### [The exercise]
The records that follow should be retyped word for word.

>> begin Extracted entries

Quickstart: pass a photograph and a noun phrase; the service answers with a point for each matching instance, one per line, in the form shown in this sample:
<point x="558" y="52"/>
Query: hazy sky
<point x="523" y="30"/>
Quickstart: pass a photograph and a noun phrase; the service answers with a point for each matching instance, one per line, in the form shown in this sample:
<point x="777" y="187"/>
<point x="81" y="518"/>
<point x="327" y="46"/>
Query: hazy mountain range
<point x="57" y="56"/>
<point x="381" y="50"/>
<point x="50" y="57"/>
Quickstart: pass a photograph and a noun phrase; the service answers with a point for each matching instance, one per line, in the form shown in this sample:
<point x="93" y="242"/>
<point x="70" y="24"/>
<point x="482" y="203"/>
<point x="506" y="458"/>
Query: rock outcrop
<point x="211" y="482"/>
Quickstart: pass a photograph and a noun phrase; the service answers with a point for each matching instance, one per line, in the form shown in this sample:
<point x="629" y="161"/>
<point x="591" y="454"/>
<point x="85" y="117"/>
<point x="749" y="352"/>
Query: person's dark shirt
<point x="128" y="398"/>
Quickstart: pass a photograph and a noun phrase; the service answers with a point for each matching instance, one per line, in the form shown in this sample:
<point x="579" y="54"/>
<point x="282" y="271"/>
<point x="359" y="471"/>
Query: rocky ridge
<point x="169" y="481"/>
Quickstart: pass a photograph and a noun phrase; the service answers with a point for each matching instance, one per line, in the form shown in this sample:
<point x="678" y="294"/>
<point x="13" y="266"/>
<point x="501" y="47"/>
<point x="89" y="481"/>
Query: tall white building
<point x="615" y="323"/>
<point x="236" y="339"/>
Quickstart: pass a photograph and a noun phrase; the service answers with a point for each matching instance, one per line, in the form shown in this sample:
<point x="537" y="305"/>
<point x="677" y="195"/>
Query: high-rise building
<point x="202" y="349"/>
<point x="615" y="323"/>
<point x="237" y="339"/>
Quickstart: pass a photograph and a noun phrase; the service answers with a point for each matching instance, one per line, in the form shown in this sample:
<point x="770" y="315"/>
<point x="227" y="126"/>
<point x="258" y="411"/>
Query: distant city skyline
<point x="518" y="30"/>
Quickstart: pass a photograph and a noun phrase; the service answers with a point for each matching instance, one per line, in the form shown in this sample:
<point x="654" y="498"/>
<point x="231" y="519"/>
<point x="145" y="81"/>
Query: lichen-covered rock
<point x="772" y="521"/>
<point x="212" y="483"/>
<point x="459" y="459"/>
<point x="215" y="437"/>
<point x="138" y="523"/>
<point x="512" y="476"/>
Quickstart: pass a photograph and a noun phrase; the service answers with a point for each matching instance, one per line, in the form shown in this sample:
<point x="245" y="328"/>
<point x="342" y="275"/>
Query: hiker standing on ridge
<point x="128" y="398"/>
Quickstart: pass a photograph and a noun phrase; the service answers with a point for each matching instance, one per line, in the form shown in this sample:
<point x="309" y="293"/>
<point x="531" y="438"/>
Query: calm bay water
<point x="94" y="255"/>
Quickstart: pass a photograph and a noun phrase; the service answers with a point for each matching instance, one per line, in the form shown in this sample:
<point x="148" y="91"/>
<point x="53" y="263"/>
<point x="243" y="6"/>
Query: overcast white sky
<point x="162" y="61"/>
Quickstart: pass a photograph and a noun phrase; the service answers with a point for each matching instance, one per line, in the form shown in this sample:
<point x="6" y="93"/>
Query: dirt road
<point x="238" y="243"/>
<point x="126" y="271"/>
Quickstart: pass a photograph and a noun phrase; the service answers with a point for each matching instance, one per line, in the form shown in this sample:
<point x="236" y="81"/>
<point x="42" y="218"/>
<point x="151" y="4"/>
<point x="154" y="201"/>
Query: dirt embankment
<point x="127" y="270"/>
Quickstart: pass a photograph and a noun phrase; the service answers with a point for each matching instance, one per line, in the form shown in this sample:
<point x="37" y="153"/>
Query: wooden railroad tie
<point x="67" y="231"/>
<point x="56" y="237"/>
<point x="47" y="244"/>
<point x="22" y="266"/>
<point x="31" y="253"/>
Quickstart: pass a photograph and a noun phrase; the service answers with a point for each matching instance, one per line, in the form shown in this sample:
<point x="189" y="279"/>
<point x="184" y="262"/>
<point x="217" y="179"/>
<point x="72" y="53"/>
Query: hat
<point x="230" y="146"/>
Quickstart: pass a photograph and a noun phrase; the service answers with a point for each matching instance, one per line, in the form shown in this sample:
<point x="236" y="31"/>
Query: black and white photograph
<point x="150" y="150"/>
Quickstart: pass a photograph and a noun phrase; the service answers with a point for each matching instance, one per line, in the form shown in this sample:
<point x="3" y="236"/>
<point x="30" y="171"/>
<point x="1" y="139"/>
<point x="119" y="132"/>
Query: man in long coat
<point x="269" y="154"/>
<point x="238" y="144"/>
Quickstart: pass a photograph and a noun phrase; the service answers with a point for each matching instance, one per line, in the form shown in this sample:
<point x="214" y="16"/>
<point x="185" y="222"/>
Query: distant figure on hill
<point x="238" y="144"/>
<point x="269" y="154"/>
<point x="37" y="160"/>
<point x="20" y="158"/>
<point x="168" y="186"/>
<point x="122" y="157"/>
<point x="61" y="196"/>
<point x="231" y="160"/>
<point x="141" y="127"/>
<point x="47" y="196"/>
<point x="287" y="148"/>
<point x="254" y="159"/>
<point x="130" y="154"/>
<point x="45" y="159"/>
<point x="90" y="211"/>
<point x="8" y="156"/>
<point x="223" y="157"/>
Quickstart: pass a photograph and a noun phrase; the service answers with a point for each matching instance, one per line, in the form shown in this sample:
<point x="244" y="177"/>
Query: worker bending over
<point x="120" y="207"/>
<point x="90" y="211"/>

>> end Extracted entries

### [Written solution]
Quickstart: pass a photograph and a noun phrase; the service answers with a point for each matching instance, one per line, in the form shown in this sample:
<point x="558" y="52"/>
Query: hazy sky
<point x="523" y="30"/>
Quickstart: pass a photograph and a noun phrase; the service answers with a point for each matching instance, one per line, in the form shown in this sample:
<point x="777" y="187"/>
<point x="81" y="518"/>
<point x="327" y="46"/>
Query: hazy mountain range
<point x="57" y="56"/>
<point x="381" y="50"/>
<point x="50" y="57"/>
Quickstart: pass a photograph and a noun phrase; the service answers with a point for each matching instance, one per line, in the form shown in this sample:
<point x="93" y="242"/>
<point x="70" y="24"/>
<point x="482" y="203"/>
<point x="506" y="458"/>
Query: rock outcrop
<point x="211" y="482"/>
Quickstart: pass a photograph and a noun phrase; the service answers with a point for each matching instance, one per line, in the form shown in this sample:
<point x="629" y="161"/>
<point x="591" y="454"/>
<point x="85" y="117"/>
<point x="749" y="352"/>
Query: person's dark shirt
<point x="128" y="398"/>
Quickstart: pass a photograph and a noun phrase; the service answers with a point for each matching instance, one per line, in the form shown in this sample:
<point x="579" y="54"/>
<point x="282" y="271"/>
<point x="359" y="471"/>
Query: rocky ridge
<point x="169" y="481"/>
Quickstart: pass a photograph and a noun phrase; the service answers with a point for each matching instance, one per line, in the form shown in this sample:
<point x="678" y="294"/>
<point x="13" y="266"/>
<point x="501" y="47"/>
<point x="89" y="481"/>
Query: tall white building
<point x="615" y="323"/>
<point x="236" y="339"/>
Quickstart: pass a photograph and a noun phrase; the service answers with a point for each matching instance, one per line, in the form shown in this sample:
<point x="537" y="305"/>
<point x="677" y="195"/>
Query: high-rise building
<point x="202" y="349"/>
<point x="615" y="323"/>
<point x="237" y="339"/>
Quickstart: pass a photograph and a noun phrase; the service answers with a point for each matching instance, one per line, in the form shown in this sample:
<point x="770" y="315"/>
<point x="227" y="126"/>
<point x="258" y="411"/>
Query: distant city skyline
<point x="518" y="30"/>
Quickstart: pass a photograph and a noun phrase; the service answers with a point for each matching instance, one per line, in the form shown in this sample:
<point x="654" y="498"/>
<point x="231" y="519"/>
<point x="145" y="81"/>
Query: lichen-covered rock
<point x="772" y="521"/>
<point x="212" y="483"/>
<point x="459" y="459"/>
<point x="215" y="437"/>
<point x="138" y="523"/>
<point x="512" y="476"/>
Quickstart: pass a photograph and a noun phrase; the service answers with a point for each matching instance, one per line, in the form shown in this sample:
<point x="245" y="328"/>
<point x="342" y="275"/>
Query: hiker standing on ridge
<point x="128" y="398"/>
Quickstart: pass a photograph and a noun phrase; the service answers with a point for each matching instance, one per line, in the form shown in this sample:
<point x="309" y="293"/>
<point x="531" y="438"/>
Query: calm bay water
<point x="94" y="255"/>
Quickstart: pass a photograph and a noun phrase; the service answers with a point for each matching instance, one per line, in the form shown in this sample:
<point x="148" y="91"/>
<point x="53" y="263"/>
<point x="243" y="6"/>
Query: overcast white sky
<point x="162" y="61"/>
Quickstart: pass a photograph and a noun phrase; the service answers with a point for each matching instance, one per line, in the form shown in this sample:
<point x="6" y="93"/>
Query: dirt road
<point x="238" y="243"/>
<point x="126" y="271"/>
Quickstart: pass a photograph and a noun phrase; the service answers with a point for each matching instance, one per line, in the form shown in this sample:
<point x="236" y="81"/>
<point x="42" y="218"/>
<point x="151" y="4"/>
<point x="154" y="201"/>
Query: dirt embankment
<point x="127" y="270"/>
Quickstart: pass a photograph and a noun phrase; the service answers with a point for each matching instance, one per line, in the form shown in this sample:
<point x="37" y="153"/>
Query: wooden railroad tie
<point x="67" y="231"/>
<point x="56" y="237"/>
<point x="47" y="244"/>
<point x="22" y="266"/>
<point x="31" y="253"/>
Quickstart: pass a photograph and a noun phrase; the service answers with a point for each matching instance, one per line, in the form shown in this sample:
<point x="189" y="279"/>
<point x="184" y="262"/>
<point x="217" y="179"/>
<point x="72" y="53"/>
Query: hat
<point x="230" y="146"/>
Quickstart: pass a photograph and a noun phrase; the service answers with a point for each matching instance, one per line, in the form shown in this sample:
<point x="236" y="31"/>
Query: black and white photograph
<point x="150" y="150"/>
Quickstart: pass a photograph and a noun phrase; the service answers with a point for each matching instance, one per line, in the form shown in this sample:
<point x="3" y="236"/>
<point x="30" y="171"/>
<point x="1" y="139"/>
<point x="119" y="132"/>
Query: man in long coat
<point x="269" y="154"/>
<point x="238" y="144"/>
Quickstart: pass a photograph and a noun phrase; the service answers with a point for each matching instance, one per line, in the form shown in this sample:
<point x="214" y="16"/>
<point x="185" y="222"/>
Query: distant figure on hill
<point x="238" y="144"/>
<point x="269" y="154"/>
<point x="37" y="160"/>
<point x="20" y="158"/>
<point x="168" y="186"/>
<point x="122" y="157"/>
<point x="61" y="196"/>
<point x="231" y="160"/>
<point x="141" y="127"/>
<point x="47" y="196"/>
<point x="287" y="148"/>
<point x="254" y="159"/>
<point x="130" y="154"/>
<point x="45" y="159"/>
<point x="90" y="211"/>
<point x="8" y="156"/>
<point x="223" y="157"/>
Quickstart: pass a photograph and a noun phrase; the service answers with a point for each matching instance, one per line, in the form shown in this sample:
<point x="244" y="177"/>
Query: worker bending over
<point x="120" y="207"/>
<point x="90" y="211"/>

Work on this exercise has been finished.